▶ **INSTRUCTIONS TO FOLLOW**
Copy out the news report on the deadly Saudi-led airstrike in Hodeida word for word, from its headline through the final sentence.
[DOCUMENT PASSAGE — start]
Saudi-led airstrike kills 7 in contested Yemen port city

FILE - In this Sept. 29, 2018 file photo, a cargo ship is docked at the Red Sea port city, of Hodeida, Yemen. Yemeni officials said Tuesday, Nov. 13, 2018, that an informal agreement to reduce hostilities between Saudi-led coalition forces and rebels in and around Hodeida has taken hold. They said that hostilities have ceased for the past 24 hours, with both sides respecting the truce. The truce followed advances by the coalition in their latest attempt to retake the city from the Shiite rebels, known as Houthis. (AP Photo/Hani Mohammed, File)

SANAA, Yemen (AP) — An airstrike by the Saudi-led coalition killed at least seven civilians in Yemen’s rebel-held port city of Hodeida, Yemeni security and medical officials said Wednesday.

The airstrike, which took place on Tuesday night, targeted a bus carrying civilians who were fleeing clashes, and also wounded four people, the officials said, speaking on condition of anonymity because they were not authorized to talk to the media.

The strike came a day after an informal agreement had been reached to reduce hostilities following advances by the coalition, which has spent months trying to seize the key Red Sea port from the Shiite rebels, known as Houthis.

The coalition made no comment on the strike.

The coalition forces are now 5 kilometers (3 miles) away from the port, which has served as a lifeline for goods and aid coming in to Yemeni civilians.

Also Wednesday, the United Nations Population Fund warned that the lives of at least 1,500 pregnant women caught in the fighting in Hodeida might be at risk as the city’s only hospital that can provide emergency care becomes inaccessible.

UNFPA said that 10,000 pregnant women are caught in the fighting in Hodeida.
[DOCUMENT PASSAGE — finish]
[ENTRIES SHOWN — start]
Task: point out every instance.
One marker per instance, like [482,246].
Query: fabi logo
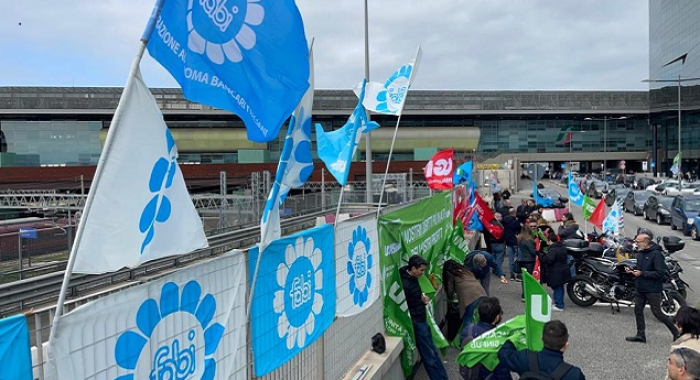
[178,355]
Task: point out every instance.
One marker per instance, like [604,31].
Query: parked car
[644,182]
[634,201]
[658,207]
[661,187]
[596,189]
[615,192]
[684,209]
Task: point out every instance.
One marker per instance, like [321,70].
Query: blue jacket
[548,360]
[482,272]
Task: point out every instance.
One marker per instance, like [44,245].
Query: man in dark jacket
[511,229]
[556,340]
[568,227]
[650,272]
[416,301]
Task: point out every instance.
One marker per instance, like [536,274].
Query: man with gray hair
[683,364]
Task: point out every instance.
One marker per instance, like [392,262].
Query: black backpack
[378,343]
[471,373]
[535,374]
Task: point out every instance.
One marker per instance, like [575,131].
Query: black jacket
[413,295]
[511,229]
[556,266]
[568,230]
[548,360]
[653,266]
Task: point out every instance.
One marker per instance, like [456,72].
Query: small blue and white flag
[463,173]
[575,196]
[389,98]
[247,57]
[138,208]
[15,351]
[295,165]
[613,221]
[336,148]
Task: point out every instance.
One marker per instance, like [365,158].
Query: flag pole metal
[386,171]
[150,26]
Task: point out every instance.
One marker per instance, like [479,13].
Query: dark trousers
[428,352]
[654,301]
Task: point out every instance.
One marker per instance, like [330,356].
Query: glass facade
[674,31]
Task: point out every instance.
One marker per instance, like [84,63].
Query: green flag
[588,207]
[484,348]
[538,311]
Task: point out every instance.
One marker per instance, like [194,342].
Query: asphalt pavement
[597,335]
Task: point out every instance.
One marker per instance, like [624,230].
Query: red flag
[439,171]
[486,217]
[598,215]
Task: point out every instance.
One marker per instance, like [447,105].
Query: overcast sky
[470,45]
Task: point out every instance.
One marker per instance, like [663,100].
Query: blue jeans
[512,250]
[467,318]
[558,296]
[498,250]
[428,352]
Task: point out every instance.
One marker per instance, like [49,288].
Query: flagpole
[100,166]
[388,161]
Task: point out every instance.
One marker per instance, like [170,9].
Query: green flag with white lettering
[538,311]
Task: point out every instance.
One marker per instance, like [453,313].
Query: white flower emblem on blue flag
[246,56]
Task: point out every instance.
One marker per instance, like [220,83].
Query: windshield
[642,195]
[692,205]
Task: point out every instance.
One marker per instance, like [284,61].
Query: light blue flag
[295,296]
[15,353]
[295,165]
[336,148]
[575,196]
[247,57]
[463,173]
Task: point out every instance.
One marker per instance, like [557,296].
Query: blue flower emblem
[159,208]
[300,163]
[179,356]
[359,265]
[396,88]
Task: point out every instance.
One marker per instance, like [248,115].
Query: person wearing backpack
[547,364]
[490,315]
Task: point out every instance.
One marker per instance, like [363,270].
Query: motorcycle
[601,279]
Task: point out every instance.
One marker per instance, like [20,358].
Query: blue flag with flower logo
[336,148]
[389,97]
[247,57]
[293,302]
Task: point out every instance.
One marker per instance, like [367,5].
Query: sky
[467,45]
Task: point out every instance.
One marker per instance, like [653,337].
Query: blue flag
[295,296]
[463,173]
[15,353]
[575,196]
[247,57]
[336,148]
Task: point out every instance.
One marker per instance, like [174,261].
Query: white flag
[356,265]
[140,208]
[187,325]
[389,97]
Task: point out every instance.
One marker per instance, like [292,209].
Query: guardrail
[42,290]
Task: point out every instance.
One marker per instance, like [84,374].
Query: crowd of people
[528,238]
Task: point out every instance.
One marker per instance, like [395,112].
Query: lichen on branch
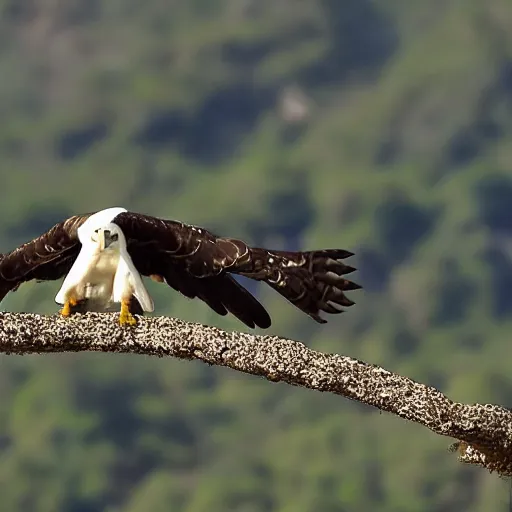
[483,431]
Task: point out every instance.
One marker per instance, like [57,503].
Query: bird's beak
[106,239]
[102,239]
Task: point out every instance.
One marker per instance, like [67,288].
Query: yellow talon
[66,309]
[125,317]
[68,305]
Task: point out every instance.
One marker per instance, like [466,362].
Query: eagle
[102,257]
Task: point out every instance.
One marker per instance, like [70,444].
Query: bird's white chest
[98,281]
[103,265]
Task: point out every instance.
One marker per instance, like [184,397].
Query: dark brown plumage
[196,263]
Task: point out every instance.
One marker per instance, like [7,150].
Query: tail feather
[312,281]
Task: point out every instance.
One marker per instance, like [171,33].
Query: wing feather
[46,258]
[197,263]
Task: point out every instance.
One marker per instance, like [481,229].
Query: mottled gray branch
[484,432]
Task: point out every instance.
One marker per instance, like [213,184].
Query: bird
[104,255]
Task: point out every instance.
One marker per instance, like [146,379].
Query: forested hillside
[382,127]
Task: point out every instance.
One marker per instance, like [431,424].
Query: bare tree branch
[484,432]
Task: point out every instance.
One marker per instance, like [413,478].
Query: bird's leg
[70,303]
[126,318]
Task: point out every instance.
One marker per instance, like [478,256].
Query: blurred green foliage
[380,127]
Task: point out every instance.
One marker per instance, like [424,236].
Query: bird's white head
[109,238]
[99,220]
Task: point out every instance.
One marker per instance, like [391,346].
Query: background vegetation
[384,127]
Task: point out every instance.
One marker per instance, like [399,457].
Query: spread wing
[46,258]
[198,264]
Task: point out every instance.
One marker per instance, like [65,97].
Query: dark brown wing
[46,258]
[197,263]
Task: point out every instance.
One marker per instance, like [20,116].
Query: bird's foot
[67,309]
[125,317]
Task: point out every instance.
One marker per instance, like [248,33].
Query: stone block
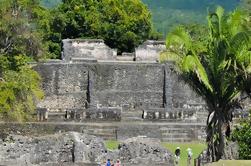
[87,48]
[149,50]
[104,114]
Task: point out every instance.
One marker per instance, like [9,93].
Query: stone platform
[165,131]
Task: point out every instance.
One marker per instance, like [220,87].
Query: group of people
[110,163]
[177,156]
[ENTRIES SHOWN — finish]
▶ **ANSWER BOX**
Saudi-led airstrike kills 7 in contested Yemen port city

FILE - In this Sept. 29, 2018 file photo, a cargo ship is docked at the Red Sea port city, of Hodeida, Yemen. Yemeni officials said Tuesday, Nov. 13, 2018, that an informal agreement to reduce hostilities between Saudi-led coalition forces and rebels in and around Hodeida has taken hold. They said that hostilities have ceased for the past 24 hours, with both sides respecting the truce. The truce followed advances by the coalition in their latest attempt to retake the city from the Shiite rebels, known as Houthis. (AP Photo/Hani Mohammed, File)

SANAA, Yemen (AP) — An airstrike by the Saudi-led coalition killed at least seven civilians in Yemen’s rebel-held port city of Hodeida, Yemeni security and medical officials said Wednesday.

The airstrike, which took place on Tuesday night, targeted a bus carrying civilians who were fleeing clashes, and also wounded four people, the officials said, speaking on condition of anonymity because they were not authorized to talk to the media.

The strike came a day after an informal agreement had been reached to reduce hostilities following advances by the coalition, which has spent months trying to seize the key Red Sea port from the Shiite rebels, known as Houthis.

The coalition made no comment on the strike.

The coalition forces are now 5 kilometers (3 miles) away from the port, which has served as a lifeline for goods and aid coming in to Yemeni civilians.

Also Wednesday, the United Nations Population Fund warned that the lives of at least 1,500 pregnant women caught in the fighting in Hodeida might be at risk as the city’s only hospital that can provide emergency care becomes inaccessible.

UNFPA said that 10,000 pregnant women are caught in the fighting in Hodeida.